GIVEN PROBLEM: Copy every one of the lines below, changing nothing.

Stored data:

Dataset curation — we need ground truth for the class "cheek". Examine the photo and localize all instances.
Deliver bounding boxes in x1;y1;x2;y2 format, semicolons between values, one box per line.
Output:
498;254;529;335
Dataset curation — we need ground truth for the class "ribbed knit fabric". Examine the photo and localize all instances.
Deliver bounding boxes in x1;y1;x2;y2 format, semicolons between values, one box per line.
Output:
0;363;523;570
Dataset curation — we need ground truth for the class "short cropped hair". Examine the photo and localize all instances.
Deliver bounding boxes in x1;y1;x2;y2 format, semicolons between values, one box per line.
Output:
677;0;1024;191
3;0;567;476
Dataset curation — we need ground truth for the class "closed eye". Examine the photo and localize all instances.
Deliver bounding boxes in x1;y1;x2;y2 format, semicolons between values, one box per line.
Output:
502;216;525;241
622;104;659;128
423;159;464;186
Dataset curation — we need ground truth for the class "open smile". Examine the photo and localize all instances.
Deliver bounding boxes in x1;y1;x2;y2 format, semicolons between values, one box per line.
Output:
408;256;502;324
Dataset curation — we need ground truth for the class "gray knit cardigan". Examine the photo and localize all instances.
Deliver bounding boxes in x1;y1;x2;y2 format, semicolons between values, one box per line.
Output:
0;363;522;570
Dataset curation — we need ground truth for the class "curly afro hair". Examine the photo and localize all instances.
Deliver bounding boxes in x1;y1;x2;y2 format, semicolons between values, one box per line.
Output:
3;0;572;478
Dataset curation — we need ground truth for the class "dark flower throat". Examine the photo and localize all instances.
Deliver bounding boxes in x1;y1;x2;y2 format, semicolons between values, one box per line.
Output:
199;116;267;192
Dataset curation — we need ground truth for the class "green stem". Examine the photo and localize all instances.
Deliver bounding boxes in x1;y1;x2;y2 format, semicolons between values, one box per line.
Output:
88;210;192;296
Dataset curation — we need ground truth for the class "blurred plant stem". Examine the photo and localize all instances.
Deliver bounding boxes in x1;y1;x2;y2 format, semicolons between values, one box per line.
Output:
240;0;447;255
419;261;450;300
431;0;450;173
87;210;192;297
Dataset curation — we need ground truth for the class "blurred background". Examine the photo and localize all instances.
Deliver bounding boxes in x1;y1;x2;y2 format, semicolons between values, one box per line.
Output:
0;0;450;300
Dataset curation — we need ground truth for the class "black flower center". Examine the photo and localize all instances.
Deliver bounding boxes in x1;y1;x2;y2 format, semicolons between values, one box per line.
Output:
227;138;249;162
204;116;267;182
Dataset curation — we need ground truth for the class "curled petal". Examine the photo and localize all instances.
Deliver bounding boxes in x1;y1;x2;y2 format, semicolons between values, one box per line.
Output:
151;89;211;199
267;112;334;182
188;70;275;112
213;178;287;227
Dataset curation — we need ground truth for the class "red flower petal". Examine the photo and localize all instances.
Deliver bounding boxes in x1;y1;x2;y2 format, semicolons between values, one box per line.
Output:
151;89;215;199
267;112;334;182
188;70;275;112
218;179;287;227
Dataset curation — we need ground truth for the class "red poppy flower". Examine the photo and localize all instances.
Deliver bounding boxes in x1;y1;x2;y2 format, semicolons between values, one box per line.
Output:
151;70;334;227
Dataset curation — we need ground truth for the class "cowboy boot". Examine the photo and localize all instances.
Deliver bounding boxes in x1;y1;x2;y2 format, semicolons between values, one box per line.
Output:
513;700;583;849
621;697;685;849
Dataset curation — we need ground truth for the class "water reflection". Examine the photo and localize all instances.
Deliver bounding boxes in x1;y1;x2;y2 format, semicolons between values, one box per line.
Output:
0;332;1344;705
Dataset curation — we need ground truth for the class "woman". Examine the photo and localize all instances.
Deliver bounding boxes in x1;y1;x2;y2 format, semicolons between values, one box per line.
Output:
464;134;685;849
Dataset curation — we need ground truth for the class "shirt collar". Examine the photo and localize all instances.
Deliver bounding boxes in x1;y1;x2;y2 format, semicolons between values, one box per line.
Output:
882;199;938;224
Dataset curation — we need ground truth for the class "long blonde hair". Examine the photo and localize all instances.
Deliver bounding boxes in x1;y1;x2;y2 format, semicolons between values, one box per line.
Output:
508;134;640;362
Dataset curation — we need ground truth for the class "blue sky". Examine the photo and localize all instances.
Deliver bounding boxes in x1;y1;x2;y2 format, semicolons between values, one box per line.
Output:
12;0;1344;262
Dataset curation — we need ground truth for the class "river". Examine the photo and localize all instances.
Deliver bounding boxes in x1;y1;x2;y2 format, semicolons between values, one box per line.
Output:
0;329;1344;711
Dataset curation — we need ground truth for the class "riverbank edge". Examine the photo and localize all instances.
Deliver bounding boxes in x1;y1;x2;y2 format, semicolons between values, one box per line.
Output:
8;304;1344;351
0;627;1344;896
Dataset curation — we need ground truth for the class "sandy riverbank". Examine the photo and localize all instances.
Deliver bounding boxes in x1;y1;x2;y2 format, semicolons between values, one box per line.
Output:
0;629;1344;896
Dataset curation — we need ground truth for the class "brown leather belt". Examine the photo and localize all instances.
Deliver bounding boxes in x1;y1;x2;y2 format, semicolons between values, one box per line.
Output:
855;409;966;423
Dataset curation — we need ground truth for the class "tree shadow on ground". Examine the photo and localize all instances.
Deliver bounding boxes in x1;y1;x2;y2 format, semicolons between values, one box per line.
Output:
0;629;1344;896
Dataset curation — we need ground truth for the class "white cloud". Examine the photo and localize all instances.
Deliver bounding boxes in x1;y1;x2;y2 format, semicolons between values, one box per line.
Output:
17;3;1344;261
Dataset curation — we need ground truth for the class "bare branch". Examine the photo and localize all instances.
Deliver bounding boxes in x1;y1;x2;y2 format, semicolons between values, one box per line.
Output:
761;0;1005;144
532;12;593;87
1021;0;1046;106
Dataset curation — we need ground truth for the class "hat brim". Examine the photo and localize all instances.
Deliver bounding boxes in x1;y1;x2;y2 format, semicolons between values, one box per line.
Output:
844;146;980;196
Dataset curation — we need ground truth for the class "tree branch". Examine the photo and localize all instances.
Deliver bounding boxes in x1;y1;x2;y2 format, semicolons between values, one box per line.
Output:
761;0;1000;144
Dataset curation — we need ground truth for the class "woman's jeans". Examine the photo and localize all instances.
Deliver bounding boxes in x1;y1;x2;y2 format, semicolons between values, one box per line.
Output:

ANSWER FOR THIS EXERCISE:
Dataset curation — we need ground truth for the class "cheek". Examine the photo and localize all instances.
Deliver bounding boxes in x1;y1;x2;y2 format, semicolons between values, one box per line.
Output:
498;254;529;335
Dataset curation — we need ground truth for the class "ribbed knit fabric". Examine the photo and localize all instances.
Deliver bounding boxes in x1;y1;x2;y2 format, semicolons between values, one box per line.
Output:
0;363;523;570
Dataset curation — we need ground truth for the class "short cropped hair". Examine the photo and localize all instances.
Deliver bounding boxes in x1;y1;x2;y2 format, semicolons between values, one box per line.
Output:
677;0;1024;191
3;0;567;476
Dataset curation — we need ground truth for the class "closed eye". Examine the photo and localize all instances.
Deliver bounding boxes in x1;y1;x2;y2 format, semicolons between values, one box per line.
Output:
502;216;525;241
622;104;659;128
423;159;464;186
Dataset curation — we need ground truth for the class "open smile". Examine the photo and localize all instances.
Deliver bounding boxes in x1;y1;x2;y2 format, semicolons between values, one box per line.
Output:
408;256;502;324
Dataset curation — we need ground truth for the class "gray knit cardigan". Examine the photo and localize all instances.
Deliver bounding boxes in x1;y1;x2;y2 format, semicolons between values, one box per line.
Output:
0;363;522;570
Dataset curation — we need ground truth for the class "curly afro hair". Examine the photo and localize all instances.
Deliver bounding boxes in x1;y1;x2;y2 format, semicolons between values, one box per line.
Output:
3;0;572;478
Dataset curation — we need ground truth for the class "dark flower throat". Examine the photo and localize all instances.
Deliver bounding boxes in x1;y1;x2;y2 format, semicolons between values, one box per line.
Output:
199;116;267;192
Dataset curation — we need ground truth for the class "green stem". Examine the photo and localize all instances.
Deliver bounding boxes in x1;y1;x2;y2 format, semicolons between values, one box per line.
Output:
88;210;192;296
Dataset curation — we need ground truth for the class "blurred plant stem". Examine the photo and localize all instances.
Deliver bounding boxes in x1;y1;x2;y2 format, semicolons between values, one box per line.
Output:
240;0;447;255
419;261;450;300
431;0;450;173
87;210;192;297
Dataset curation — we need ground truth for the class "blurred background". Examine the photo and localize all instances.
Deliver bounding boxes in x1;y1;x2;y2 format, semicolons between values, one box per line.
Output:
0;0;450;300
Dataset curation — we need ground truth for the class "black flower center". Examine the photo and localize all instances.
Deliver bounding boxes in x1;y1;x2;y2 format, semicolons between values, one box per line.
Output:
227;138;249;162
204;116;267;182
Dataset curation — we need ground truth for the class "curled petal". Examine the photo and localize all instances.
Deliver bounding boxes in x1;y1;x2;y2 format, semicolons between values, one box per line.
Output:
151;89;211;199
267;112;334;182
188;70;275;112
213;178;287;227
Dataset curation — we need ground truth for the class "red flower petal". Examine the photo and localize all instances.
Deliver bounding boxes in x1;y1;x2;y2 format, semicolons between values, one box per line.
Output:
151;89;215;199
267;112;334;182
188;70;275;112
218;179;287;227
Dataset curation — we need ground truth for the class "red poppy flower". Examine the photo and localize all instances.
Deliver bounding boxes in x1;y1;x2;y2 format, semicolons between values, one box per line.
Output:
151;70;334;227
Dataset curation — we need ground truth for the class "cowboy boot". Examine the photo and localize all instances.
Deliver bounding boxes in x1;y1;x2;y2 format, semicolons between values, one box per line.
Output:
513;700;583;849
621;697;685;849
Dataset curation — we need ground truth for the class "water reflection". Examine the photo and localize all instances.
Deliver bounding boxes in x1;y1;x2;y2 format, semicolons between values, one box per line.
Output:
0;332;1344;705
Dataset curation — we need ground truth for the class "woman". Examine the photo and localize all instances.
Deliver bounding boxes in x1;y1;x2;y2 format, semicolons between values, one box per line.
Output:
464;134;685;849
Dataset curation — we need ground truth for the class "shirt collar". Examine the photo and localize all instances.
Deliver bounding boxes in x1;y1;x2;y2 format, semicolons between values, one box per line.
Output:
882;199;938;224
Dataset curation — we need ground truth for the class "long blonde hair". Examine the photo and localize all instances.
Deliver bounding boxes in x1;y1;x2;y2 format, semicolons between values, one box per line.
Output:
508;134;640;362
Dataset curation — we need ground truth for the class "blue sky". Examine the photo and localize all instances.
Deliver bounding boxes in x1;y1;x2;y2 format, semicolons between values, one box per line.
Output:
12;0;1344;262
Dataset curation — we need ground truth for the class "river". Examine the photo and localize all instances.
Deliver bounding boxes in x1;y1;x2;y2 format, semicolons between values, one box per line.
Output:
0;329;1344;711
Dataset curation — we need ground truth for the class "riverbank edge". Examine the photo and localize all instances.
Deliver bounding boxes in x1;y1;x2;y2 format, semicolons between values, one box per line.
Output:
8;304;1344;351
0;627;1344;896
Dataset curation — we need ground truth for the class "sandy riverbank". Examine the photo and localize all instances.
Deliver bounding boxes in x1;y1;x2;y2 format, semicolons between values, one box per line.
Output:
0;629;1344;896
Dataset curation — we need ground truth for the class "brown leather belt". Examine the photo and localize all instances.
Deliver bounding boxes in x1;y1;x2;y2 format, semicolons between values, one box per line.
Output:
855;409;966;423
Dataset curation — we need ground truth for the class "tree shadow on ground". Examine the photo and localize all instances.
Deliver bounding boxes in x1;y1;x2;y2 format, semicolons between values, one box per line.
Output:
0;629;1344;896
Dataset curation — we need ground truth for the class "white cloud". Examine the photo and localize all instances.
Deliver bounding boxes in x1;y1;x2;y2 format, semicolons between values, one box per line.
Output:
17;3;1344;261
Dataset curation — we need ground truth for the class "bare branch". Examine the photo and localize all instances.
Deliver bounding boxes in x1;y1;x2;y2 format, semicolons between values, one box per line.
Output:
761;0;1005;144
532;12;593;87
1021;0;1046;106
Dataset curation — we need ground truth for the class "hat brim". Examine the photo and localize all instances.
Deliver bounding boxes in x1;y1;x2;y2 format, semicolons between values, one box per line.
Output:
844;146;980;196
Dataset curation — we need ground truth for the class "tree branch". Examine the photo and localize all instances.
Deliver bounding boxes in x1;y1;x2;y2 format, semicolons between values, one box per line.
Output:
761;0;1000;144
Dataset curation — we need ground truth for the class "woman's jeans". Examine the photo and localize all instances.
Deliver bounding boxes in x1;y1;x2;y2 format, semicolons between values, one box per line.
Output:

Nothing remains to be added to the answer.